DOCUMENT EXCERPT.
..............................
As a premise, we assume that there are N data points and K clusters. On initialization phase, we randomly assign the cluster on the data points. To say precisely, we randomly assign cluster k ( $k \in 1,..,K$ ) on data n ( $n \in 1,..,N$ ).

Optimization of representative points

On the K-means algorithm, every cluster has its own representative point. The representative points are calculated as the mean of the data points which belong to the equivalent cluster.

Optimization of data points belonging

Every data point belongs to one cluster. The cluster which one specific data point belongs to depends on the distance between the representative points and the data point. The data point belongs to the nearest representative point.

Code

At first, I'll load necessary packages and make data. The data consist of three groups which have different means and their dimensions are two.

using DataFrames
using Distributions
using PyPlot

function makeData()
    groupOne = rand(MvNormal([10.0, 10.0], 10.0 * eye(2)), 100)
    groupTwo = rand(MvNormal([0.0, 0.0], 10 * eye(2)), 100)
    groupThree = rand(MvNormal([15.0, 0.0], 10.0 * eye(2)), 100)
    return hcat(groupOne, groupTwo, groupThree)'
end

By visualizing, we can see there are three different groups.

data = makeData()
scatter(data[1:100, 1], data[1:100, 2], color="blue")
scatter(data[101:200, 1], data[101:200, 2], color="red")
scatter(data[201:300, 1], data[201:300, 2], color="green")

The main purpose of this article is to make K-means algorithm.
From here, I'll start to tackle with algorithm part. Here, I'll make the kMeans type for the data and nearest k points information.

using StatsBase

type kMeans
    x::DataFrames.DataFrame
    k::Int
end

K-means needs distance calculation. I adopted euclidean distance. Just as an example, I will also write minkowski distance. But this time, only euclidean will be used.

function euclidean(sourcePoint, destPoint)
    sum = 0
    for i in 1:length(sourcePoint)
        sum += (destPoint[i] - sourcePoint[i]) ^ 2
    end
    dist = sqrt(sum)
    return dist
end

function minkowski(sourcePoint, destPoint)
    sum = 0
    for i in 1:length(sourcePoint)
        sum += abs(destPoint[i] - sourcePoint[i])
    end
    return sum
end

function calcDist(sourcePoint::Array, destPoint::Array; method="euclidean")

    if length(sourcePoint) != length(destPoint)
        error("The lengths of two arrays are different.")
        return
    end

    if method == "euclidean"
        return euclidean(sourcePoint, destPoint)
    elseif method == "minkowski"
        return minkowski(sourcePoint, destPoint)
    end
end

The following code is the concrete algorithm part. The function can be separated into three parts, meaning initialization, updating representative points of clusters and updating the data points belongings. On the initialization part, the classes are randomly assigned on the data points. The representative points of clusters are updated by the data points which belong to the equivalent cluster. And after that, the update of data point's belongings is done. Concretely, the distances between data points and the group representative points are calculated and the data point belongs to the cluster whose representative point is the nearest from the data point. To be added, stop decision is also one of the points.

function classify(kMeans::kMeans)
    dataPointsNum = size(kMeans.x, 1)
    estimatedClass = Array{Int}(dataPointsNum)
..............................
REQUIRED WORK.
**1.** Retype the stretch of the K-means tutorial from "type kMeans" through "function euclidean(sourcePoint, destPoint)".
**2.** Based on the K-means tutorial, decide whether each statement agrees with it: (a) each cluster's representative point is calculated as the median of the data points belonging to that cluster; (b) only euclidean distance will be used this time; (c) the generated data consist of four groups. Answer yes or no for each and quote the deciding words.
**3.** Proceed with the K-means tutorial from the point where it stops.

Point placement records.
..............................
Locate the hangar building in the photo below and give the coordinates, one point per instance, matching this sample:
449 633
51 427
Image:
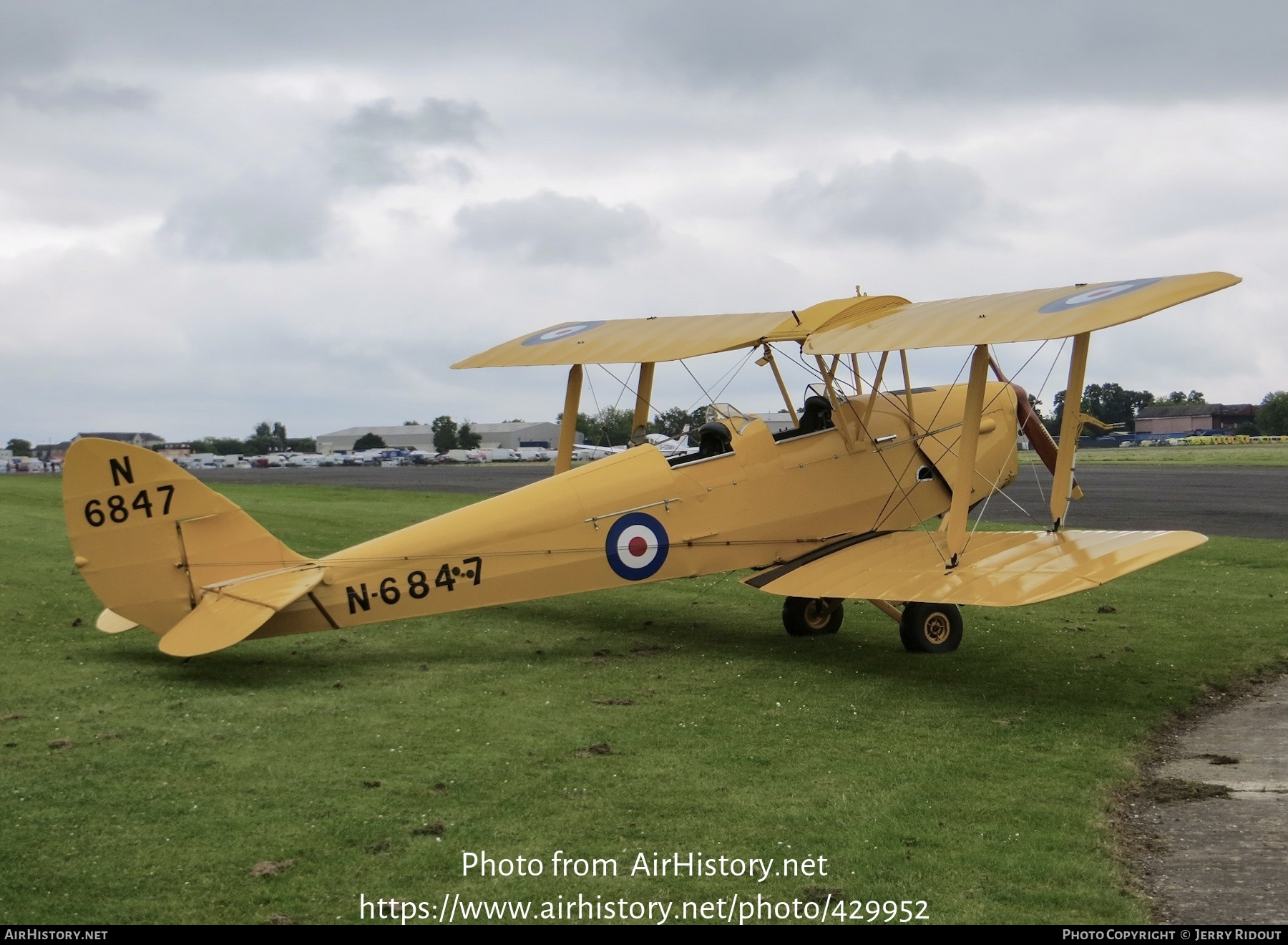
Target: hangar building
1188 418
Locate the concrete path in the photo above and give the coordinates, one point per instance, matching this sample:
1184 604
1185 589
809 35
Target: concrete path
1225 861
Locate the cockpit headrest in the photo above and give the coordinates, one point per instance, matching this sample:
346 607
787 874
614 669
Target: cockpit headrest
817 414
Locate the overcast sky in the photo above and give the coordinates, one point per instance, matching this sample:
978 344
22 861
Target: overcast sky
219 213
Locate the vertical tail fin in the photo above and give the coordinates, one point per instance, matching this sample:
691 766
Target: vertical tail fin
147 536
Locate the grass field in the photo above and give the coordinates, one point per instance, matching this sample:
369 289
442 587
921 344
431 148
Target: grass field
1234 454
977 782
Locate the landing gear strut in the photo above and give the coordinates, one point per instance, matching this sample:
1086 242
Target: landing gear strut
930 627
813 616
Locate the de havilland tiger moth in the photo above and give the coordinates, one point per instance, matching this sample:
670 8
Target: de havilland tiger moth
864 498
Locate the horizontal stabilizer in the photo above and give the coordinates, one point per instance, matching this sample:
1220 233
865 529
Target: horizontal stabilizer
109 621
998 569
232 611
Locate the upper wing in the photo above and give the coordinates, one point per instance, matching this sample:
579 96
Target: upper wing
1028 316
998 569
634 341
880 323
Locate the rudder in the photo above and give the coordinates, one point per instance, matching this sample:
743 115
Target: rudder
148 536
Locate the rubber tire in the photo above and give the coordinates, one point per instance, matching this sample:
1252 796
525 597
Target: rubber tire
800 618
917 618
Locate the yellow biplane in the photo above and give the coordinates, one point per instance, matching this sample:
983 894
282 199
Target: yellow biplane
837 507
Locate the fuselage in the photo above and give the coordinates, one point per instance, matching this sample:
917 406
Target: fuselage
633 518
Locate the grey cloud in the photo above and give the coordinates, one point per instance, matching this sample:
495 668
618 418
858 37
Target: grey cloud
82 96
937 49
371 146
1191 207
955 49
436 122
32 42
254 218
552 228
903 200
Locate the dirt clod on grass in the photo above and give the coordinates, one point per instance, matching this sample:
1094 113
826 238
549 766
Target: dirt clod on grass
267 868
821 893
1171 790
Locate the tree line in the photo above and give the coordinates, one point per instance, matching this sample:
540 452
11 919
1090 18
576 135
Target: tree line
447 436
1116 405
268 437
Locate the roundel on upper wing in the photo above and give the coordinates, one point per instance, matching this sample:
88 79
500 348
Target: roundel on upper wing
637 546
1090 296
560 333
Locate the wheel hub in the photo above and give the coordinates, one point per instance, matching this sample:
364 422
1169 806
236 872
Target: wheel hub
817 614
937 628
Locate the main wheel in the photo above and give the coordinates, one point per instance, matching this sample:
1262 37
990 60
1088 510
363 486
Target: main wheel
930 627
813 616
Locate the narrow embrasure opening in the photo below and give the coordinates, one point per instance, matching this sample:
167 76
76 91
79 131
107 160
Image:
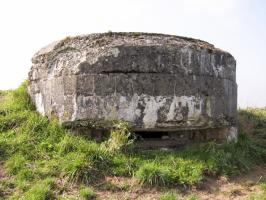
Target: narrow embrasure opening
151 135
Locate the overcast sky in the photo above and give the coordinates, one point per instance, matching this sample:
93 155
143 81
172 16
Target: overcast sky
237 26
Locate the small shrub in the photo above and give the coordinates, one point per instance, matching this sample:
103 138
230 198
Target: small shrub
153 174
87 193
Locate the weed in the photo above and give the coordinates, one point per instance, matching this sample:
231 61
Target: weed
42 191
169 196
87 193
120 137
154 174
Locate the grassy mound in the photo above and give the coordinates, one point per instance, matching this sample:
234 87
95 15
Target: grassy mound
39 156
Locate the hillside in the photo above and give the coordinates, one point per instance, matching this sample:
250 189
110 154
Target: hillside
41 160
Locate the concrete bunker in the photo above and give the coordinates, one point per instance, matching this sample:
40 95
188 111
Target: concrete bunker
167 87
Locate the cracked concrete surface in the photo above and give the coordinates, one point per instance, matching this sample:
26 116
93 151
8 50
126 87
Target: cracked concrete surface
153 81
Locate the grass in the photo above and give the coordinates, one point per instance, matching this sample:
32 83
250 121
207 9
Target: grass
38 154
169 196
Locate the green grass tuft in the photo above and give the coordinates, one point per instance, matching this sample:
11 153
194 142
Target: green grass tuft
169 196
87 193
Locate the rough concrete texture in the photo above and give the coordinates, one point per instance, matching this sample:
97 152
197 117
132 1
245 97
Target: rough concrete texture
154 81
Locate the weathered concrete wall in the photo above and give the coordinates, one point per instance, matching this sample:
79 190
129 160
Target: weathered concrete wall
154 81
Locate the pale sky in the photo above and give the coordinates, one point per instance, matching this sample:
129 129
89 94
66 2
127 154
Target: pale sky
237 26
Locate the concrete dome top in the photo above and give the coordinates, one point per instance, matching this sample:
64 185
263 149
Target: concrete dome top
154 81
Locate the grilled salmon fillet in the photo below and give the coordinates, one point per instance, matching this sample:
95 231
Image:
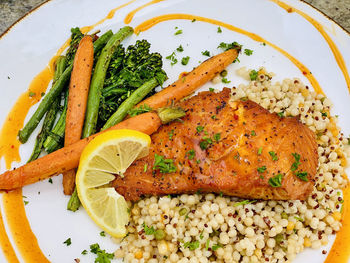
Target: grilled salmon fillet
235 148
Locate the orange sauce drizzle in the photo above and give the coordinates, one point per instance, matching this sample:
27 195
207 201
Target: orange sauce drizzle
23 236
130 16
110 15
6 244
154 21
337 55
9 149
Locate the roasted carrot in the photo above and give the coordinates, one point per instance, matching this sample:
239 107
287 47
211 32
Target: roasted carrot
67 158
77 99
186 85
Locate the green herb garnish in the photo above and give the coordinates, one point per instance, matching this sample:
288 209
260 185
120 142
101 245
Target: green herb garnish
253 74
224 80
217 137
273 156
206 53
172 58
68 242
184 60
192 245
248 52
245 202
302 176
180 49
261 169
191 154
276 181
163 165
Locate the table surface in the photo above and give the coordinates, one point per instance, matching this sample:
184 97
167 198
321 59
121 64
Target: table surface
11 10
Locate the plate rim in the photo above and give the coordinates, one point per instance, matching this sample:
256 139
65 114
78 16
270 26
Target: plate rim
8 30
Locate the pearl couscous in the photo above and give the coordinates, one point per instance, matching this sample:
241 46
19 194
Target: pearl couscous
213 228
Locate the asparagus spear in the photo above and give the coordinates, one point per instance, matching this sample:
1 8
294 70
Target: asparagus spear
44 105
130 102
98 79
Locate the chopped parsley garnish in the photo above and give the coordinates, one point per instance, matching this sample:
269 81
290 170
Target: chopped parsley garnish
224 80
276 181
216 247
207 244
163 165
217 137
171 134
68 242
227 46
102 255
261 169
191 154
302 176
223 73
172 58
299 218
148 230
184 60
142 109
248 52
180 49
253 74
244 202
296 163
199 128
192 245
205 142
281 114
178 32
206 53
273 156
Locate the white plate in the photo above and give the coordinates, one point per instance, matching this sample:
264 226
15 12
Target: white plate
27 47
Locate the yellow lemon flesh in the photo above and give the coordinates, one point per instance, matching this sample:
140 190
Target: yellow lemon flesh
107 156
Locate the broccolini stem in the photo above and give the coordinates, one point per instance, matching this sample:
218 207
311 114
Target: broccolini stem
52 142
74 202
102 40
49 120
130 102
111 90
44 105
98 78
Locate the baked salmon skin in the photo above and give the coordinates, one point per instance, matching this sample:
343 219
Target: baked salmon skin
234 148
..............................
ANSWERS TO THE PROBLEMS.
**1.**
type kMeans
    x::DataFrames.DataFrame
    k::Int
end

K-means needs distance calculation. I adopted euclidean distance. Just as an example, I will also write minkowski distance. But this time, only euclidean will be used.

function euclidean(sourcePoint, destPoint)

**2.**
(a) No: "The representative points are calculated as the mean of the data points which belong to the equivalent cluster."
(b) Yes: "But this time, only euclidean will be used."
(c) No: "The data consist of three groups which have different means and their dimensions are two."

**3.**
    sample!(1:kMeans.k, estimatedClass)

    while true
        # update representative points
        representativePoints = []
        for representativeIndex in 1:kMeans.k
            groupIndex = find(estimatedClass .== representativeIndex)
            groupData = kMeans.x[groupIndex, :]

            # TODO: check the return type of colwise
            representativePoint = [ valArray[1] for valArray in colwise(mean, groupData) ]
            push!(representativePoints, representativePoint)
        end

        # update group belonging
        tempEstimatedClass = Array{Int}(dataPointsNum)
        for dataIndex in 1:dataPointsNum
            dataPoint = Array(kMeans.x[dataIndex, :])
            distances = Array{Float64}(kMeans.k)
            for representativeIndex in 1:kMeans.k
                distances[representativeIndex] = calcDist(dataPoint, representativePoints[representativeIndex])
            end

            # TODO: check the existence of argmin
            tempEstimatedClass[dataIndex] = sortperm(distances)[1]
        end

        if estimatedClass == tempEstimatedClass
            break
        end
        estimatedClass = tempEstimatedClass
    end
    return estimatedClass
end

Because the function is bit long, I'll separate this into initialization, update of representative points, update of data points belonging and stop decision.

Initialization

On the initialization part, it made an empty array and randomly assigned cluster on data points. On the following case, sample!() destructively assigned the number ranging from 1 to kMeans.k on array’s factor.

    dataPointsNum = size(kMeans.x, 1)
    estimatedClass = Array{Int}(dataPointsNum)
    sample!(1:kMeans.k, estimatedClass)

Update of representative points

Every data points has its belonging to specific cluster. The cluster member's mean will be the updated representative point of the cluster.
On the following code, find() function is equivalent to numpy's where() method on Python, meaning it returns the index when the value fulfills the condition. By colwise() function, we can get the mean value based on columns.

        # update representative points
        representativePoints = []
        for representativeIndex in 1:kMeans.k
            groupIndex = find(estimatedClass .== representativeIndex)
            groupData = kMeans.x[groupIndex, :]

            representativePoint = [ valArray[1] for valArray in colwise(mean, groupData) ]
            push!(representativePoints, representativePoint)
        end

Update of data points belonging

Here, the following code is to update data points belonging. The system is very simple. The distances between specific data point and cluster's representative points are calculated and the data point belongs to the nearest representative point.

        # update group belonging
        tempEstimatedClass = Array{Int}(dataPointsNum)
        for dataIndex in 1:dataPointsNum
            dataPoint = Array(kMeans.x[dataIndex, :])
            distances = Array{Float64}(kMeans.k)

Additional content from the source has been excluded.